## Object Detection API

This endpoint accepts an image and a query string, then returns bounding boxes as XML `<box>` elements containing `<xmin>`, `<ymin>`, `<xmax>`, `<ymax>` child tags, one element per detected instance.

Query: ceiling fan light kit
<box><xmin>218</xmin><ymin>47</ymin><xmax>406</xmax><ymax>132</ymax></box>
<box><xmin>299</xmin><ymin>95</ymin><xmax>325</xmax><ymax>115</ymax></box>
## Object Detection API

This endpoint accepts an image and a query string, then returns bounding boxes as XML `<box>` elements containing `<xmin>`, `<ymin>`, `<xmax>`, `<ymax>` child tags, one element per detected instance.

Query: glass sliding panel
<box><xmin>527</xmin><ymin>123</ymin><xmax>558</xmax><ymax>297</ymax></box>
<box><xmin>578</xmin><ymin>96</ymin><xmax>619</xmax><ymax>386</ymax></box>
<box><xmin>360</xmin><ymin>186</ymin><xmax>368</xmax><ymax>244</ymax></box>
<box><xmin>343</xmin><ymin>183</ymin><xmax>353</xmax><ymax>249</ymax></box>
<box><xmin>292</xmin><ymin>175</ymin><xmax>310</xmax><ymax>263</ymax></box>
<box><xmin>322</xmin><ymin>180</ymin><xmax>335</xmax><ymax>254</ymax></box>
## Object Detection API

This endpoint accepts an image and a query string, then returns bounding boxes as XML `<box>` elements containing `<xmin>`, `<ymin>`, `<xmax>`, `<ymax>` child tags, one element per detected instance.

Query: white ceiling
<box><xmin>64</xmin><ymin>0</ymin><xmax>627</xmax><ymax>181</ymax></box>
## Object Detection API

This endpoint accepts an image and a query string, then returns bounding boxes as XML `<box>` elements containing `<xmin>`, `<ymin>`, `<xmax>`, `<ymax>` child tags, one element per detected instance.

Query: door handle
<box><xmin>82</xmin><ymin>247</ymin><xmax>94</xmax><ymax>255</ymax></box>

EXERCISE BRIEF
Reproduce the entire listing so that it matches the original in every line.

RESPONSE TO THIS EXERCISE
## Object Detection API

This endpoint accepts an image and a query string, then returns bounding boxes as XML `<box>` elements containing `<xmin>`, `<ymin>`, `<xmax>`, `<ymax>` child tags, one element per detected instance.

Query: ceiling fan light kit
<box><xmin>218</xmin><ymin>47</ymin><xmax>406</xmax><ymax>132</ymax></box>
<box><xmin>299</xmin><ymin>95</ymin><xmax>325</xmax><ymax>115</ymax></box>
## Object Detection API

This endpoint accepts an image and a query string, then returns bounding boxes as XML `<box>` elements containing `<xmin>`, `<ymin>`, `<xmax>`, `<ymax>` child tags, one element per detected instance.

Query: glass sliding panel
<box><xmin>527</xmin><ymin>123</ymin><xmax>558</xmax><ymax>297</ymax></box>
<box><xmin>578</xmin><ymin>96</ymin><xmax>619</xmax><ymax>386</ymax></box>
<box><xmin>360</xmin><ymin>186</ymin><xmax>368</xmax><ymax>244</ymax></box>
<box><xmin>343</xmin><ymin>183</ymin><xmax>353</xmax><ymax>249</ymax></box>
<box><xmin>292</xmin><ymin>175</ymin><xmax>310</xmax><ymax>263</ymax></box>
<box><xmin>322</xmin><ymin>180</ymin><xmax>335</xmax><ymax>254</ymax></box>
## Object Detection API

This endpoint accepts an image and a query string, then returns bounding boxes as XML `<box>` elements containing `<xmin>`, `<ymin>`, `<xmax>`, `<ymax>` child tags, one element per detected instance.

Query: white ceiling
<box><xmin>64</xmin><ymin>0</ymin><xmax>627</xmax><ymax>181</ymax></box>
## Object Detection API

This endpoint accepts an image and a query string, then returns bounding boxes as XML `<box>` elements containing `<xmin>`, `<ymin>`, `<xmax>`, `<ymax>` child tags, one element per detected instance.

Query: door handle
<box><xmin>82</xmin><ymin>247</ymin><xmax>94</xmax><ymax>255</ymax></box>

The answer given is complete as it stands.